◆ **Excerpt provided**:
--- begin ---

Metadata-Version: 2.1
Name: dnnf
Version: 0.0.2
Summary: dnnf - dnn property falsification
Home-page: https://github.com/dlshriver/DNNF
License: UNKNOWN
Author: David Shriver
Author-email: dls2fc@virginia.edu
Requires-Python: >=3.7
Description-Content-Type: text/x-rst
Requires-Dist: dnnv>=0.4,<0.5
Requires-Dist: numpy>=1.18,<1.20
Requires-Dist: onnx>=1.7,<1.8
Requires-Dist: torch>=1.6,<1.7
Requires-Dist: torchvision>=0.7,<0.8
Requires-Dist: tensorflow>=1.15,<2.0
Requires-Dist: black==19.10b0 ; extra == "dev"
Requires-Dist: mypy ; extra == "dev"
Requires-Dist: sphinx==2.4 ; extra == "doc"
Requires-Dist: coverage==5.0 ; extra == "test"
Provides-Extra: dev
Provides-Extra: doc
Provides-Extra: test

Reducing DNN Properties to Enable Falsification with Adversarial Attacks
========================================================================

This repo accompanies the paper `Reducing DNN Properties to Enable Falsification with Adversarial Attacks <https://davidshriver.me/publications/>`_, and provides a tool for running falsification methods such as adversarial attacks on DNN property specifications specified using the DNNP_ language of DNNV_.

Additional documentation can be found on `Read the Docs`_.

Install
-------

We provide instructions for manually installing DNNF, as well as for building and running a docker image.

Manual Install
^^^^^^^^^^^^^^

The required dependencies are:

- git
- wget
- gcc-7
- g++-7
- virtualenv
- python3.7
- python3.7-dev
- python2.7

Please ensure that these dependencies are installed prior to running the rest of the installation script.
For example, on a fresh Ubuntu 20.04 system, the dependencies can be installed using apt as follows::

  $ sudo add-apt-repository ppa:deadsnakes/ppa
  $ sudo apt-get update
  $ sudo apt-get install python3.7
  $ sudo apt-get install python3.7-dev
  $ sudo apt-get install python2.7
  $ sudo apt-get install virtualenv
  $ sudo apt-get install gcc-7
  $ sudo apt-get install g++-7

To install DNNF, and the tools used to run the study to the local directory, run the provided installation script::

  $ ./install.sh

This may take several minutes and there may be several prompts during installation.

--- end ---

◆ **Data supplied**:
--- begin ---

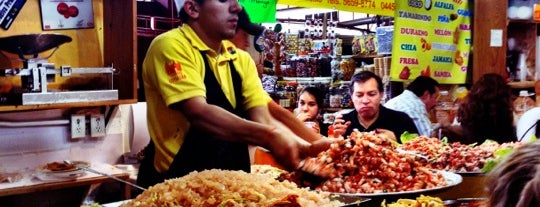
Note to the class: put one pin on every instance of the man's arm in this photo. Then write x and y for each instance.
(224, 125)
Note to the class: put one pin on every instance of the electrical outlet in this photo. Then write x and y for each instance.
(97, 125)
(78, 126)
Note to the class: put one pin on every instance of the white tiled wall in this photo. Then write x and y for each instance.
(25, 148)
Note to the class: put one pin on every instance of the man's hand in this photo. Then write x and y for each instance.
(386, 133)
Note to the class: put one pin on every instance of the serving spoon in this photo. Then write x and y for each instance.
(104, 174)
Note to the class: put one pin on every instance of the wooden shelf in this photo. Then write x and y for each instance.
(521, 84)
(7, 108)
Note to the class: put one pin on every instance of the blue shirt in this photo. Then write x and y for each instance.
(411, 104)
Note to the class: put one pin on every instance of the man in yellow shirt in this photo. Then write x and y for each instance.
(205, 101)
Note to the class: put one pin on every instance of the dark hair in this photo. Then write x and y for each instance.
(422, 84)
(364, 76)
(515, 181)
(315, 92)
(184, 17)
(487, 111)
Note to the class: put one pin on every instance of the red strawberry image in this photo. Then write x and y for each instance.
(426, 72)
(73, 11)
(62, 8)
(405, 73)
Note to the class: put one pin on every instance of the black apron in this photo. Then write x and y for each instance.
(200, 151)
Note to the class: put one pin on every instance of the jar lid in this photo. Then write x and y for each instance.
(525, 93)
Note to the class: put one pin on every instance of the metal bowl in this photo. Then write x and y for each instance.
(32, 44)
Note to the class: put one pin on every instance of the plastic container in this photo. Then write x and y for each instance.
(445, 110)
(520, 9)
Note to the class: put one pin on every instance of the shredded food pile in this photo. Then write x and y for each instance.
(367, 162)
(222, 188)
(456, 157)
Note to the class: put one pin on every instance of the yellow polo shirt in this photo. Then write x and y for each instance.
(173, 71)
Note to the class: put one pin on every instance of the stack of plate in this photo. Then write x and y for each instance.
(59, 170)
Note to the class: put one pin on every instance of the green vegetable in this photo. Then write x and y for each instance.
(406, 137)
(499, 155)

--- end ---

◆ **Exercise aim**: According to the DNNF package description, which Ubuntu release is the example fresh system for installing the dependencies with apt?

◆ **Response**: Ubuntu 20.04